## What is being asked
Please say whether each statement agrees with the forum thread below about feeding chicken feet to dogs, answering yes or no and quoting the words of the thread that decide it. (a) Toby is a Chihuahua. (b) xellil gives snorkels a whole foot. (c) Lily has teeth on the top on both sides of her mouth.

I give them to my little guys as snacks a couple of times a week. Especially on days when the dogs are really active and we play a lot or go walking and I know they just need a little extra something in their belly. The first time I gave them a foot Toby, my Chihuahua, carried it around for at least 15 minutes while everyone else was chewing away. I was too worried that someone would try to swallow their foot whole and get choked to go get the camera and take a picture of him. It literally looked like he'd eaten a baby and all that was left was it's little fingers hanging out of his mouth! Funny but a little creepy at the same time. :shocked:


----------



## xellil (Apr 4, 2011)

Donna Little said:


> I give them to my little guys as snacks a couple of times a week. Especially on days when the dogs are really active and we play a lot or go walking and I know they just need a little extra something in their belly. The first time I gave them a foot Toby, my Chihuahua, carried it around for at least 15 minutes while everyone else was chewing away. I was too worried that someone would try to swallow their foot whole and get choked to go get the camera and take a picture of him. It literally looked like he'd eaten a baby and all that was left was it's little fingers hanging out of his mouth! Funny but a little creepy at the same time. :shocked:


Rebel did that too. For a couple of weeks he couldn't figure out how to eat them. So he'd carry them around like his stuffed toy, with these creepy chicken feet hanging out of his mouth. 

snorkels would love a whole one but I'm not as brave as you, to give her a whole foot. I chop off the middle toe and cut it up for her.


----------



## Donna Little (May 31, 2011)

xellil said:


> Rebel did that too. For a couple of weeks he couldn't figure out how to eat them. So he'd carry them around like his stuffed toy, with these creepy chicken feet hanging out of his mouth.
> 
> snorkels would love a whole one but I'm not as brave as you, to give her a whole foot. I chop off the middle toe and cut it up for her.


I have to chop a couple of fingers off for Lily because she only has teeth on the bottom on one side of her mouth and teeth on the top on the other side so chewing is a bit of a challenge for her. Everybody else chomps them right down!


----------

## Listing
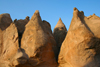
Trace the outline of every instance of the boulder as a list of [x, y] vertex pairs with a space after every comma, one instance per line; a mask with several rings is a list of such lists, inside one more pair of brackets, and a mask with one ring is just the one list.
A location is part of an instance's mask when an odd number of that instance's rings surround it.
[[22, 38], [22, 34], [25, 30], [25, 25], [28, 23], [29, 21], [29, 17], [26, 16], [26, 18], [23, 20], [23, 19], [20, 19], [20, 20], [17, 20], [15, 19], [14, 20], [14, 23], [17, 27], [17, 30], [18, 30], [18, 37], [19, 37], [19, 47], [21, 46], [21, 38]]
[[100, 67], [100, 39], [86, 24], [83, 11], [74, 8], [73, 18], [59, 54], [59, 67]]
[[5, 30], [12, 23], [12, 19], [10, 14], [0, 14], [0, 28], [1, 30]]
[[14, 67], [25, 63], [28, 56], [19, 48], [18, 32], [14, 23], [0, 29], [0, 67]]
[[[59, 21], [53, 30], [53, 36], [57, 43], [58, 55], [59, 55], [61, 44], [64, 41], [66, 34], [67, 34], [67, 29], [64, 23], [62, 22], [61, 18], [59, 18]], [[58, 57], [56, 59], [58, 59]]]
[[21, 48], [29, 56], [27, 66], [57, 67], [54, 54], [56, 53], [56, 42], [51, 33], [50, 24], [41, 20], [38, 10], [25, 26]]
[[100, 17], [96, 16], [95, 14], [90, 15], [89, 17], [84, 18], [85, 23], [90, 28], [92, 33], [100, 38]]

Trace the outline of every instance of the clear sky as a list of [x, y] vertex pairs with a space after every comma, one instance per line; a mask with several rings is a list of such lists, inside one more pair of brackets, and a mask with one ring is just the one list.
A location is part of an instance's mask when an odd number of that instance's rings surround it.
[[100, 0], [0, 0], [0, 14], [9, 13], [12, 20], [24, 19], [39, 10], [42, 20], [48, 21], [52, 30], [59, 18], [69, 29], [74, 7], [84, 11], [85, 16], [95, 13], [100, 17]]

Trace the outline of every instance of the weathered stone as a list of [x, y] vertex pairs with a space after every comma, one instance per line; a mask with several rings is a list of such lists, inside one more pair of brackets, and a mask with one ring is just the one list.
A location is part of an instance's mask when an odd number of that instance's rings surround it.
[[100, 17], [93, 14], [90, 17], [85, 17], [84, 21], [86, 22], [87, 26], [90, 28], [92, 33], [96, 37], [100, 38], [100, 31], [99, 31], [100, 30]]
[[[21, 61], [19, 61], [20, 59]], [[0, 29], [0, 67], [13, 67], [25, 63], [27, 59], [28, 56], [19, 48], [15, 24], [11, 23], [3, 31]]]
[[74, 8], [67, 36], [61, 46], [59, 67], [100, 67], [100, 39], [86, 24], [84, 13]]
[[5, 30], [12, 23], [12, 19], [9, 14], [1, 14], [0, 15], [0, 28], [1, 30]]
[[41, 20], [39, 11], [36, 10], [26, 25], [21, 40], [21, 48], [29, 56], [28, 64], [32, 67], [56, 67], [55, 47], [56, 42], [51, 34], [50, 25]]
[[[59, 21], [56, 24], [54, 31], [53, 31], [53, 36], [57, 43], [58, 55], [59, 55], [61, 44], [64, 41], [66, 34], [67, 34], [67, 29], [64, 23], [62, 22], [61, 18], [59, 18]], [[58, 57], [56, 59], [58, 59]]]

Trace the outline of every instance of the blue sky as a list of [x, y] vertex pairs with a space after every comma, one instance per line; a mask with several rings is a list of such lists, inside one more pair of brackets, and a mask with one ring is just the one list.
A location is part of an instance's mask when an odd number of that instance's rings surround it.
[[52, 30], [59, 18], [69, 29], [74, 7], [84, 11], [85, 16], [95, 13], [100, 17], [100, 0], [0, 0], [0, 14], [9, 13], [12, 20], [24, 19], [39, 10], [42, 20], [48, 21]]

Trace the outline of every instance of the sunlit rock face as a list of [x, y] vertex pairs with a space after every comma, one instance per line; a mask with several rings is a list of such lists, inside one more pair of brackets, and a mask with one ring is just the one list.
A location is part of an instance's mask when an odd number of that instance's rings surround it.
[[0, 29], [5, 30], [12, 23], [10, 14], [0, 14]]
[[27, 59], [27, 54], [19, 48], [15, 24], [11, 23], [5, 30], [0, 29], [0, 67], [14, 67]]
[[41, 20], [38, 10], [35, 11], [25, 26], [21, 48], [28, 54], [29, 60], [27, 64], [30, 66], [57, 67], [55, 60], [57, 48], [51, 26], [47, 21]]
[[15, 25], [17, 27], [17, 31], [18, 31], [19, 47], [21, 46], [21, 38], [22, 38], [23, 32], [25, 30], [25, 25], [28, 23], [29, 20], [30, 19], [28, 16], [26, 16], [25, 19], [20, 19], [20, 20], [15, 19], [14, 20], [14, 23], [15, 23]]
[[[59, 55], [61, 44], [64, 41], [66, 34], [67, 34], [67, 29], [64, 23], [62, 22], [61, 18], [59, 18], [59, 21], [57, 22], [53, 30], [53, 36], [57, 43], [58, 55]], [[58, 56], [56, 57], [56, 60], [58, 60]]]
[[67, 36], [61, 46], [59, 67], [100, 67], [100, 39], [95, 37], [83, 11], [74, 8]]

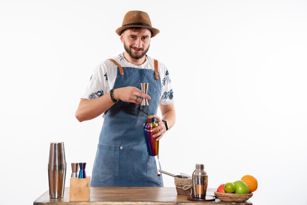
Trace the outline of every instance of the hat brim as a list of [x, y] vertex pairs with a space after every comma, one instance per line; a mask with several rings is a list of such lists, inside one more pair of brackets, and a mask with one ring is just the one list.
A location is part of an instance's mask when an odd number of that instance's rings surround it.
[[124, 30], [126, 29], [129, 29], [129, 28], [132, 28], [132, 27], [145, 28], [149, 29], [153, 32], [153, 34], [152, 34], [152, 36], [151, 36], [152, 38], [153, 37], [155, 36], [158, 33], [160, 32], [160, 31], [158, 29], [155, 29], [154, 28], [147, 27], [145, 26], [140, 26], [140, 26], [138, 25], [136, 26], [127, 26], [126, 27], [121, 27], [117, 29], [116, 30], [115, 30], [115, 32], [116, 32], [116, 33], [117, 33], [118, 35], [121, 35], [122, 32]]

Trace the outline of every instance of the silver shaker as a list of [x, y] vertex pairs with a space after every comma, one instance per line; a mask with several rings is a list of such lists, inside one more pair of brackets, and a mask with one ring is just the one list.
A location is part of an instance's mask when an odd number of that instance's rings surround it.
[[205, 199], [208, 186], [208, 175], [204, 170], [204, 166], [196, 164], [196, 169], [192, 175], [194, 198]]
[[51, 199], [62, 198], [66, 176], [66, 162], [64, 143], [51, 143], [48, 164], [49, 196]]

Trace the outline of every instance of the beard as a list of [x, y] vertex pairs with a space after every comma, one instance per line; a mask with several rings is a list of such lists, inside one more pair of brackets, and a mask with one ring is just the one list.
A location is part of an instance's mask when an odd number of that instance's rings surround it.
[[128, 54], [129, 54], [129, 55], [130, 56], [131, 58], [132, 58], [132, 59], [140, 59], [142, 58], [143, 57], [144, 57], [145, 55], [146, 55], [146, 53], [149, 50], [149, 45], [148, 46], [148, 47], [145, 51], [143, 48], [141, 48], [141, 49], [140, 49], [139, 50], [142, 51], [142, 52], [138, 55], [134, 54], [132, 53], [132, 52], [131, 51], [131, 50], [132, 49], [138, 49], [138, 48], [136, 48], [132, 46], [128, 47], [128, 46], [126, 45], [125, 42], [124, 42], [124, 48], [125, 48], [125, 51], [126, 51], [126, 52], [128, 53]]

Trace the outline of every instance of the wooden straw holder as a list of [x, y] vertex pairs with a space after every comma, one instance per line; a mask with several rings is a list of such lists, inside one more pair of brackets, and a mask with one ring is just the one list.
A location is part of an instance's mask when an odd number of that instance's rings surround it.
[[90, 181], [90, 176], [86, 178], [71, 178], [69, 201], [89, 201], [91, 194]]

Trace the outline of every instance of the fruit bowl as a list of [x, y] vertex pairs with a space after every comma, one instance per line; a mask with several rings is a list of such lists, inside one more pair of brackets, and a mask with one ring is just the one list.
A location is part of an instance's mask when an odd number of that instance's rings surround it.
[[214, 192], [214, 195], [221, 201], [228, 202], [245, 202], [253, 196], [252, 193], [249, 194], [231, 194], [230, 193], [221, 193]]

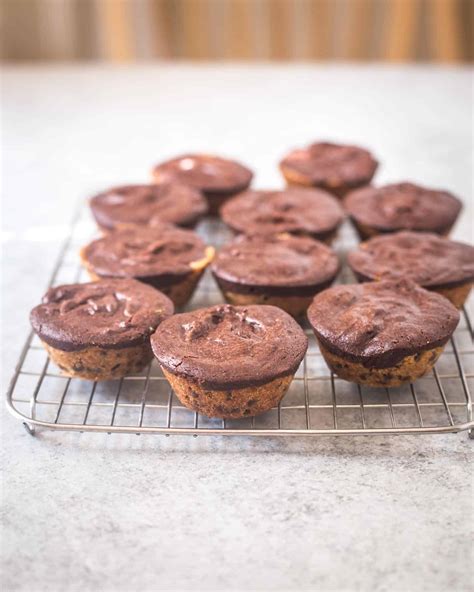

## The solution
(a) Yes: "Toby, my Chihuahua"
(b) No: "I'm not as brave as you, to give her a whole foot. I chop off the middle toe and cut it up for her."
(c) No: "she only has teeth on the bottom on one side of her mouth and teeth on the top on the other side"